=== SELECTED PASSAGE ===
Mike Perry, a reverse engineer from San Francisco, announced his intention to release his Gmail Account Hacking Tool to the public. According to a quote at Hacking Truths, Perry mentioned he was unimpressed with how Google presented the SSL feature as less-than-urgent.Lest you think Mr Perry is a shmuck, security expert Bruce Schneier explains why he's actually being responsible.
Full disclosure -- the practice of making the details of security vulnerabilities public -- is a damned good idea. Public scrutiny is the only reliable way to improve security, while secrecy only makes us less secure.
Unfortunately, secrecy sounds like a good idea. Keeping software vulnerabilities secret, the argument goes, keeps them out of the hands of the hackers (See The Vulnerability Disclosure Game: Are We More Secure?). The problem, according to this position, is less the vulnerability itself and more the information about the vulnerability.
===
● SET TASKS:
a: Copy the full disclosure passage starting at "Full disclosure -- the" and ending at "about the vulnerability.", swapping "hackers" for "attackers".
b: Continue the passage on full disclosure of security vulnerabilities, beginning after its final sentence.
=== DATA ===
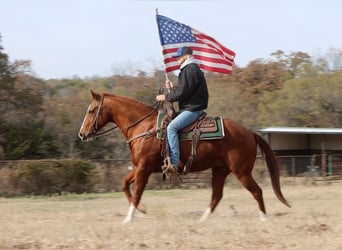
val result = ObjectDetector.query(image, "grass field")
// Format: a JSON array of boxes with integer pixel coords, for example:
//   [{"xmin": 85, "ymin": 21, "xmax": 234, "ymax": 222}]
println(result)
[{"xmin": 0, "ymin": 183, "xmax": 342, "ymax": 250}]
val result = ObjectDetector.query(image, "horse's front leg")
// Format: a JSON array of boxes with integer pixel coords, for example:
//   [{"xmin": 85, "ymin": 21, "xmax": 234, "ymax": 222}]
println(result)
[
  {"xmin": 121, "ymin": 168, "xmax": 136, "ymax": 204},
  {"xmin": 123, "ymin": 166, "xmax": 151, "ymax": 224}
]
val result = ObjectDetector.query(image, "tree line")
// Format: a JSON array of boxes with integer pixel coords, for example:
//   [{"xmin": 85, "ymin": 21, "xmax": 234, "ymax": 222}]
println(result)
[{"xmin": 0, "ymin": 36, "xmax": 342, "ymax": 160}]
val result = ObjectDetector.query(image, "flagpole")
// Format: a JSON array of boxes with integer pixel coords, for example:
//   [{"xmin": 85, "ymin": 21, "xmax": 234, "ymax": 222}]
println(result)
[{"xmin": 156, "ymin": 8, "xmax": 170, "ymax": 89}]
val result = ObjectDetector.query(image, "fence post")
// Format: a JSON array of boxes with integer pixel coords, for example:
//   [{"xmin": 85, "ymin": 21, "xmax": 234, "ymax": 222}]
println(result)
[{"xmin": 328, "ymin": 155, "xmax": 333, "ymax": 176}]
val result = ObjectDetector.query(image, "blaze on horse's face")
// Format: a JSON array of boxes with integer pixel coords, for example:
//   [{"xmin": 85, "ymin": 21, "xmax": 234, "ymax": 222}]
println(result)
[{"xmin": 78, "ymin": 90, "xmax": 102, "ymax": 141}]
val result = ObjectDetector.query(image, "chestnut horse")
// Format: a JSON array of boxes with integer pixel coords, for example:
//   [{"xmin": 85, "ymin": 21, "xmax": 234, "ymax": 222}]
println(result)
[{"xmin": 78, "ymin": 91, "xmax": 290, "ymax": 223}]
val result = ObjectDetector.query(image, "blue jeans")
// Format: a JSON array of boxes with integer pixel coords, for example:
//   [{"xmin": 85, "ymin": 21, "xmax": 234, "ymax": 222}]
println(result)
[{"xmin": 167, "ymin": 110, "xmax": 203, "ymax": 166}]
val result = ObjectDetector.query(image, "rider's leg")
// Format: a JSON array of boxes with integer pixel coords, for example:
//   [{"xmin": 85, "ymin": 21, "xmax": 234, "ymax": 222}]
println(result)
[{"xmin": 167, "ymin": 110, "xmax": 203, "ymax": 167}]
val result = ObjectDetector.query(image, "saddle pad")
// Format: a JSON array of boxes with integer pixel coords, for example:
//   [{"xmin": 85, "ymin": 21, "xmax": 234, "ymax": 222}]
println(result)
[{"xmin": 156, "ymin": 111, "xmax": 224, "ymax": 140}]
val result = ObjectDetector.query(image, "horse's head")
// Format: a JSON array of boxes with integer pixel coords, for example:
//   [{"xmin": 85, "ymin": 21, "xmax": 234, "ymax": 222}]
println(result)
[{"xmin": 78, "ymin": 90, "xmax": 105, "ymax": 141}]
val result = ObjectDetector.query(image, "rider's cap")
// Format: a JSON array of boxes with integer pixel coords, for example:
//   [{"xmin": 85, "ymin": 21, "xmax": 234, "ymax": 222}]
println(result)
[{"xmin": 172, "ymin": 46, "xmax": 192, "ymax": 58}]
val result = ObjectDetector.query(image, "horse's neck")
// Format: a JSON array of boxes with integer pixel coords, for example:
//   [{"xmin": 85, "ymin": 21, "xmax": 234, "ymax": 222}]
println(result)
[{"xmin": 108, "ymin": 95, "xmax": 153, "ymax": 129}]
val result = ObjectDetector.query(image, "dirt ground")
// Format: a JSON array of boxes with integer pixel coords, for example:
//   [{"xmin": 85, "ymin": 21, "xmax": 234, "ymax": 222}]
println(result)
[{"xmin": 0, "ymin": 183, "xmax": 342, "ymax": 250}]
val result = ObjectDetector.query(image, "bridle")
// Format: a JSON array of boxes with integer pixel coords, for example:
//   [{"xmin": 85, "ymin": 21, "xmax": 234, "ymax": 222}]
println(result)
[{"xmin": 90, "ymin": 94, "xmax": 162, "ymax": 143}]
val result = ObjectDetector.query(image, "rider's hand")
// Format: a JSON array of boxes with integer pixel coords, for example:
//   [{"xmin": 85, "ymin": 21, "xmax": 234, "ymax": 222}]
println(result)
[
  {"xmin": 156, "ymin": 95, "xmax": 165, "ymax": 102},
  {"xmin": 165, "ymin": 79, "xmax": 173, "ymax": 90}
]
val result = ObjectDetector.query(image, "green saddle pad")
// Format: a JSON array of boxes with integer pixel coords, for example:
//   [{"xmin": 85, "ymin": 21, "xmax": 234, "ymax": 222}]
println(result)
[{"xmin": 157, "ymin": 111, "xmax": 224, "ymax": 140}]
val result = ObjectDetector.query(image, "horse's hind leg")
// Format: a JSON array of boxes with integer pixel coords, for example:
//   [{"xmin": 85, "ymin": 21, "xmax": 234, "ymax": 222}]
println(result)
[
  {"xmin": 200, "ymin": 166, "xmax": 230, "ymax": 221},
  {"xmin": 237, "ymin": 173, "xmax": 266, "ymax": 221}
]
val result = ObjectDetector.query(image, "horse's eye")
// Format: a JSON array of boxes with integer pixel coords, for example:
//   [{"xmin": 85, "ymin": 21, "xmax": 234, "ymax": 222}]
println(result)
[{"xmin": 88, "ymin": 108, "xmax": 96, "ymax": 114}]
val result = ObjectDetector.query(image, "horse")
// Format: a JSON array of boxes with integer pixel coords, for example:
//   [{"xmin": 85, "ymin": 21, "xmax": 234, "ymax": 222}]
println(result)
[{"xmin": 78, "ymin": 90, "xmax": 290, "ymax": 224}]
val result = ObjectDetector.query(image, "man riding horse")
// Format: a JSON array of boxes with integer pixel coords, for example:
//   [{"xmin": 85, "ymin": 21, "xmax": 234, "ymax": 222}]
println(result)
[{"xmin": 156, "ymin": 46, "xmax": 209, "ymax": 176}]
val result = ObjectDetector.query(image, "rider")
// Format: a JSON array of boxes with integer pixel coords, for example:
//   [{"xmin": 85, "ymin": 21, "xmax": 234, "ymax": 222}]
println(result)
[{"xmin": 156, "ymin": 46, "xmax": 209, "ymax": 175}]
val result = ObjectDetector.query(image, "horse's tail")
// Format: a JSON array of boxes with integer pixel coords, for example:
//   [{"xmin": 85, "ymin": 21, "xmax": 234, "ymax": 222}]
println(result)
[{"xmin": 253, "ymin": 133, "xmax": 291, "ymax": 207}]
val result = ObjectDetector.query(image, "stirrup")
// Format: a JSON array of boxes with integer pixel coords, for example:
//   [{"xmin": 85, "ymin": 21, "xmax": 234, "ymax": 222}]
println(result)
[{"xmin": 162, "ymin": 165, "xmax": 179, "ymax": 177}]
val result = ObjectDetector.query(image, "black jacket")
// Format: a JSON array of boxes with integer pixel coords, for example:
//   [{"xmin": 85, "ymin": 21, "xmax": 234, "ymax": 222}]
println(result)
[{"xmin": 166, "ymin": 63, "xmax": 209, "ymax": 111}]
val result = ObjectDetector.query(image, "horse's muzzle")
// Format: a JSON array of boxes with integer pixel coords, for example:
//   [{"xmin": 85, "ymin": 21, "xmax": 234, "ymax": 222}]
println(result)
[{"xmin": 78, "ymin": 132, "xmax": 92, "ymax": 142}]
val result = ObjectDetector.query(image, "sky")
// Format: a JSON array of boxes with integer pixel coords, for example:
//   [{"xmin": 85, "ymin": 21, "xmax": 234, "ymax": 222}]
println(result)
[{"xmin": 0, "ymin": 0, "xmax": 342, "ymax": 79}]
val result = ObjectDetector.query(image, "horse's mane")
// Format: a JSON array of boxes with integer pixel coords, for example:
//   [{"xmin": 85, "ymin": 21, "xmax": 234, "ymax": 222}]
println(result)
[{"xmin": 103, "ymin": 93, "xmax": 153, "ymax": 111}]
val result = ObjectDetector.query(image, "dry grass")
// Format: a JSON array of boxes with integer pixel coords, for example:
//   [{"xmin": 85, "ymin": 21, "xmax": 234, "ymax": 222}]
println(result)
[{"xmin": 0, "ymin": 183, "xmax": 342, "ymax": 250}]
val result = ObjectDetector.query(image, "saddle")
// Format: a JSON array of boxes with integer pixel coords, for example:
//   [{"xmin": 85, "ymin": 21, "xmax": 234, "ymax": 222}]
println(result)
[{"xmin": 179, "ymin": 112, "xmax": 217, "ymax": 133}]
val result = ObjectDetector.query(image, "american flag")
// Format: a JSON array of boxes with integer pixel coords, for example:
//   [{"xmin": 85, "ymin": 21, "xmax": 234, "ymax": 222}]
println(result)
[{"xmin": 157, "ymin": 14, "xmax": 235, "ymax": 74}]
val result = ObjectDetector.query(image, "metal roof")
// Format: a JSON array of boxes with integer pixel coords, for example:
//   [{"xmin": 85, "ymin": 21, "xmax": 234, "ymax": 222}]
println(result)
[{"xmin": 259, "ymin": 127, "xmax": 342, "ymax": 134}]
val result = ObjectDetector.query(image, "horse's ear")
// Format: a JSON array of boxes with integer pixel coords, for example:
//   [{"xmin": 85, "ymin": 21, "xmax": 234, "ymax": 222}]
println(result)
[{"xmin": 90, "ymin": 90, "xmax": 101, "ymax": 101}]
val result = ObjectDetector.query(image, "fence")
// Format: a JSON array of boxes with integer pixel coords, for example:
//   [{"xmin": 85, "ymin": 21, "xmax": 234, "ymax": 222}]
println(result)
[{"xmin": 0, "ymin": 154, "xmax": 342, "ymax": 196}]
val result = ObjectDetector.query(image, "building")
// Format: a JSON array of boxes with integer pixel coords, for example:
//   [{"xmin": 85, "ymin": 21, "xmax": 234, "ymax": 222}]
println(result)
[{"xmin": 259, "ymin": 127, "xmax": 342, "ymax": 176}]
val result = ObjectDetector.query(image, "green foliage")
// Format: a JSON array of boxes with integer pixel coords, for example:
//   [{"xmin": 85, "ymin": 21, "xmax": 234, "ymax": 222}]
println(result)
[
  {"xmin": 0, "ymin": 33, "xmax": 342, "ymax": 159},
  {"xmin": 0, "ymin": 122, "xmax": 58, "ymax": 160}
]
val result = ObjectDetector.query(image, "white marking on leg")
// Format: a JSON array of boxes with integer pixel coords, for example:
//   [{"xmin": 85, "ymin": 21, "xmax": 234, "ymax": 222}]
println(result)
[
  {"xmin": 122, "ymin": 203, "xmax": 135, "ymax": 224},
  {"xmin": 200, "ymin": 207, "xmax": 211, "ymax": 222},
  {"xmin": 259, "ymin": 211, "xmax": 267, "ymax": 221}
]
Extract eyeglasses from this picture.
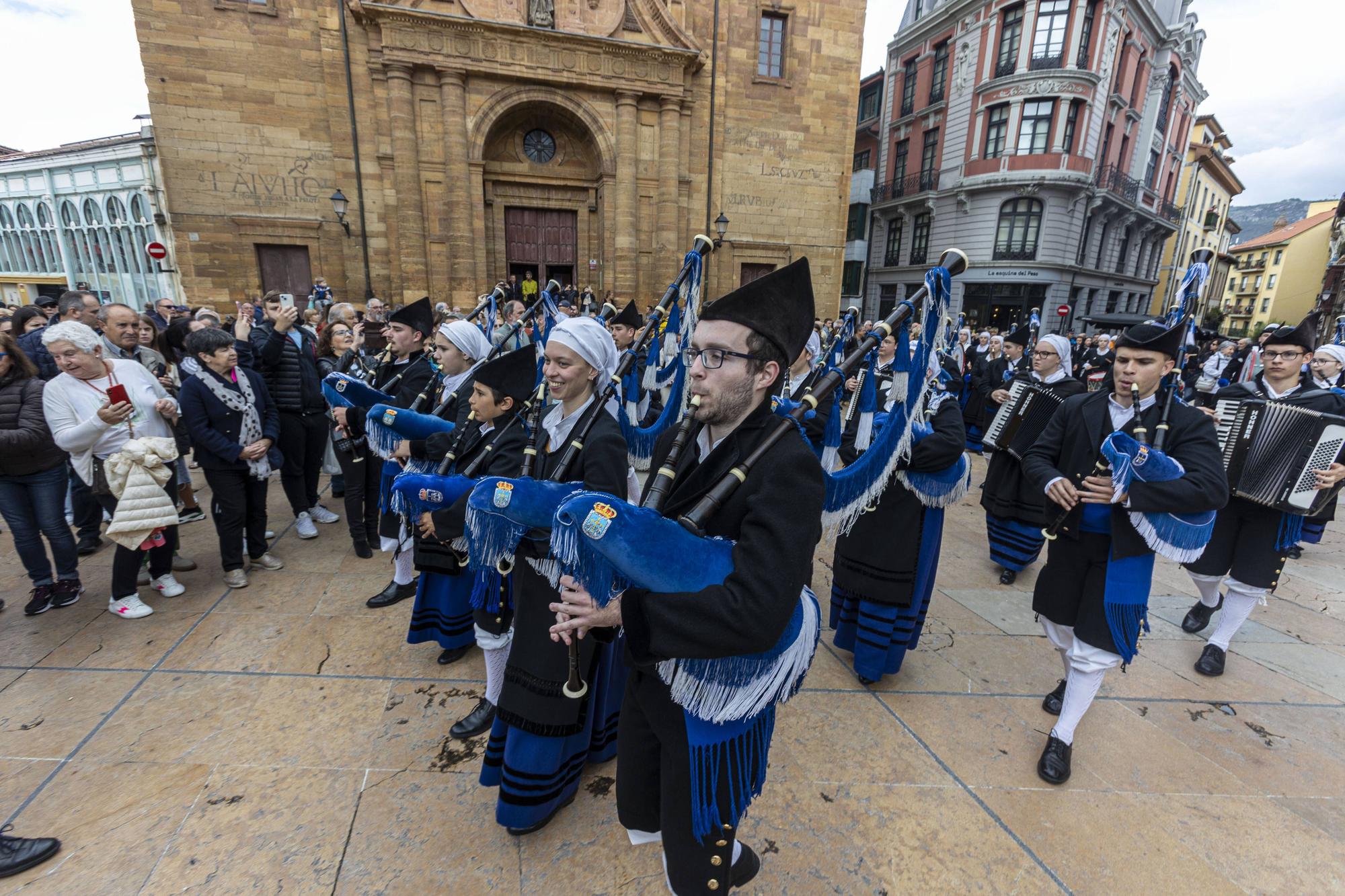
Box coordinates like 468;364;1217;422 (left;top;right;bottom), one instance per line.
682;348;756;370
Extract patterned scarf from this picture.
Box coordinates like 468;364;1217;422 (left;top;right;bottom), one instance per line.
195;367;270;479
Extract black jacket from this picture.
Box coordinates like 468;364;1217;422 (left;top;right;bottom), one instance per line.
621;401;824;659
250;320;327;413
178;367;281;470
0;371;66;477
1022;391;1228;559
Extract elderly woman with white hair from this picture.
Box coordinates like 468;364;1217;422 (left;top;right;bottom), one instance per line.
42;321;186;619
981;333;1085;585
482;317;627;834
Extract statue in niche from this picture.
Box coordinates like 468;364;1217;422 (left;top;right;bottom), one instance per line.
527;0;555;28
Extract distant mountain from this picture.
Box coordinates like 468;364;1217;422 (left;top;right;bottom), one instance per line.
1228;199;1307;246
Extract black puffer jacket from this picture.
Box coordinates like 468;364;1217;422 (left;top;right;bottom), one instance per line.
0;371;66;477
250;320;327;413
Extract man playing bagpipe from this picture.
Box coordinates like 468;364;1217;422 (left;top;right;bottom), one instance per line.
406;345;537;739
831;336;967;685
332;298;434;607
981;333;1085;585
1022;323;1228;784
553;258;823;893
609;301;663;426
1181;312;1345;676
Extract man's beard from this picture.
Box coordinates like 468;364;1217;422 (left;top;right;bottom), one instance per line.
695;376;756;426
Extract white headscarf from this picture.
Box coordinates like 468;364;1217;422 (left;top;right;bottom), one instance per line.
1037;332;1075;376
550;317;617;389
438;320;491;360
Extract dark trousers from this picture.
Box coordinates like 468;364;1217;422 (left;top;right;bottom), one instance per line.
280;410;327;517
66;463;102;541
95;474;178;599
204;467;266;572
336;445;383;549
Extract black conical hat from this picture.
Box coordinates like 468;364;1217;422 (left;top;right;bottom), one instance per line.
472;345;537;403
387;296;434;336
1116;320;1186;359
612;300;644;329
1262;311;1322;351
701;257;814;363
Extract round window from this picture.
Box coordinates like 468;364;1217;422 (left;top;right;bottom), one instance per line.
523;128;555;165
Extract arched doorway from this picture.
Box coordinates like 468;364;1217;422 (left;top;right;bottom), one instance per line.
479;97;611;290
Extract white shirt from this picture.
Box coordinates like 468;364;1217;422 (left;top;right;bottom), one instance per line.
42;358;178;483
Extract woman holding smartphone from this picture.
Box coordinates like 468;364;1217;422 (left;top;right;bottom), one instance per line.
42;321;186;619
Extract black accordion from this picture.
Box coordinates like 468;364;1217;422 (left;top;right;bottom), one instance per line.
981;379;1065;460
1215;398;1345;517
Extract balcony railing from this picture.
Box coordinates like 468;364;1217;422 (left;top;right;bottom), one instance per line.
1093;165;1139;202
994;246;1037;261
869;171;939;203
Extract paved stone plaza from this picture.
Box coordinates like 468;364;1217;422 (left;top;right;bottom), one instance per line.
0;459;1345;893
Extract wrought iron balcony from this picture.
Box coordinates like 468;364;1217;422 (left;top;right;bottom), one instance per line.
994;245;1037;261
869;171;939;204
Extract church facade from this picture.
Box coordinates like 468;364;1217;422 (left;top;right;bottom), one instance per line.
133;0;865;312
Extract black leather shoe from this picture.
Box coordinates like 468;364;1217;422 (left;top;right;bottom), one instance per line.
1181;595;1224;635
1196;645;1227;678
0;825;61;877
364;579;416;608
448;697;495;740
729;841;761;888
1041;678;1065;716
504;794;574;837
438;647;467;666
1037;735;1073;784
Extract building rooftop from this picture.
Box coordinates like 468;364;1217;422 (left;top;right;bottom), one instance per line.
1228;208;1336;251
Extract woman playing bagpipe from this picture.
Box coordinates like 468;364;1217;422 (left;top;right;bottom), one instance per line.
332;298;434;607
541;258;830;893
404;344;537;739
831;336;967;685
482;317;628;834
1182;312;1345;676
981;333;1087;585
1022;321;1228;784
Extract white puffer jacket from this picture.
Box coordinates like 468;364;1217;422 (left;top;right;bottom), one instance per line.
104;436;178;551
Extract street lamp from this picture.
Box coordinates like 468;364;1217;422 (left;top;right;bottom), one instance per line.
714;211;729;249
332;187;350;237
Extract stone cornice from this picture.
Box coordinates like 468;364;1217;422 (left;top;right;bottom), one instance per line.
363;3;702;97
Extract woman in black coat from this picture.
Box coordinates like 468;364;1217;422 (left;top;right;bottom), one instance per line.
178;327;285;588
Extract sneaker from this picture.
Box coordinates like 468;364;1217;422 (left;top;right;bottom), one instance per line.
178;507;206;524
23;585;54;616
51;579;83;607
253;553;285;569
108;595;155;619
308;505;340;524
295;510;317;538
149;573;187;598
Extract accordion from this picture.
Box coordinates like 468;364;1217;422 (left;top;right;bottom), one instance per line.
1215;398;1345;517
981;379;1065;460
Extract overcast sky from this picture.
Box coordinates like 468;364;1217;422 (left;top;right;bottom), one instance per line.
0;0;1345;204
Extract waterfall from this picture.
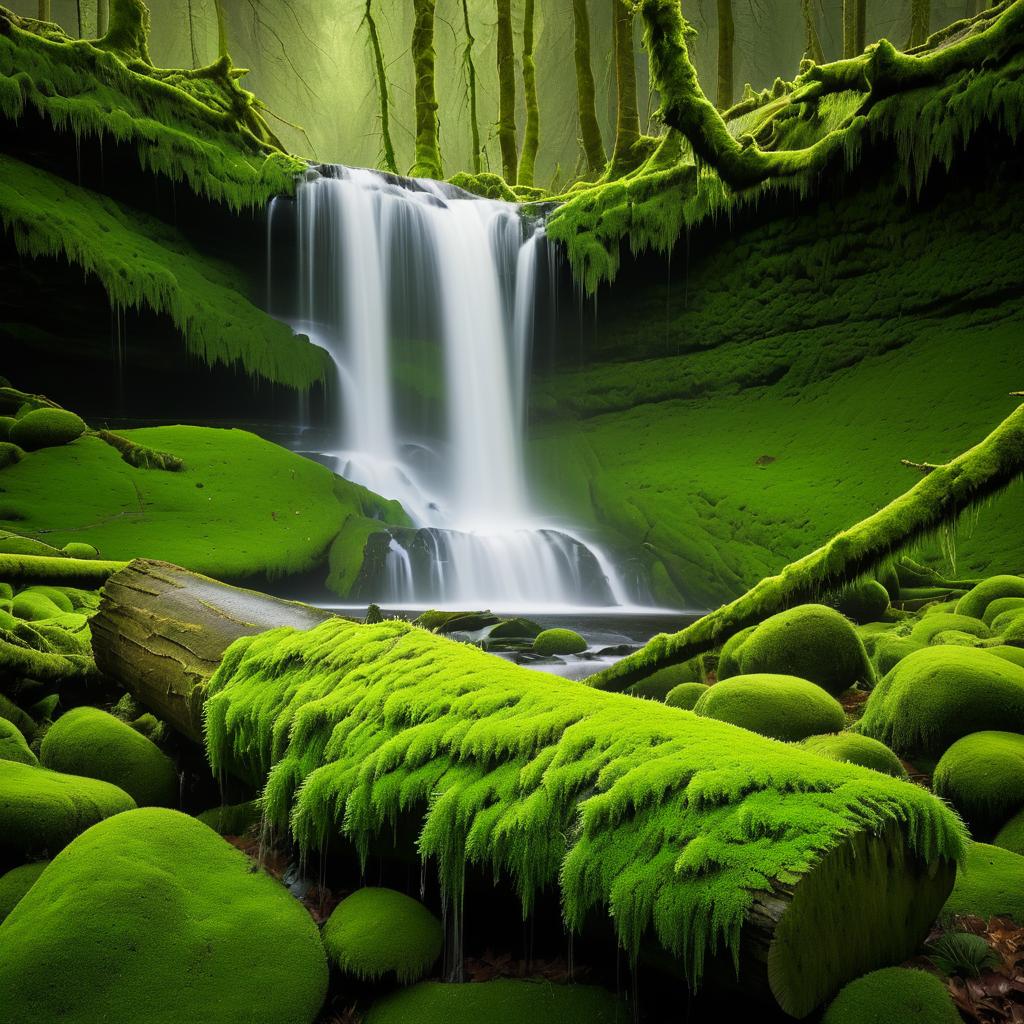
===
● IN RESPONSE:
a:
Full disclosure -- the practice of making the details of security vulnerabilities public -- is a damned good idea. Public scrutiny is the only reliable way to improve security, while secrecy only makes us less secure.
Unfortunately, secrecy sounds like a good idea. Keeping software vulnerabilities secret, the argument goes, keeps them out of the hands of the attackers (See The Vulnerability Disclosure Game: Are We More Secure?). The problem, according to this position, is less the vulnerability itself and more the information about the vulnerability.

b:
But that assumes that hackers can't discover vulnerabilities on their own, and that software companies will spend time and money fixing secret vulnerabilities. Both of those assumptions are false. Hackers have proven to be quite adept at discovering secret vulnerabilities, and full disclosure is the only reason vendors routinely patch their systems.
To understand why the second assumption isn't true, you need to understand the underlying economics. To a software company, vulnerabilities are largely an externality. That is, they affect you -- the user -- much more than they affect it. A smart vendor treats vulnerabilities less as a software problem, and more as a PR problem. So if we, the user community, want software vendors to patch vulnerabilities, we need to make the PR problem more acute.
Full disclosure does this. Before full disclosure was the norm, researchers would discover vulnerabilities in software and send details to the software companies -- who would ignore them, trusting in the security of secrecy. Some would go so far as to threaten the researchers with legal action if they disclosed the vulnerabilities.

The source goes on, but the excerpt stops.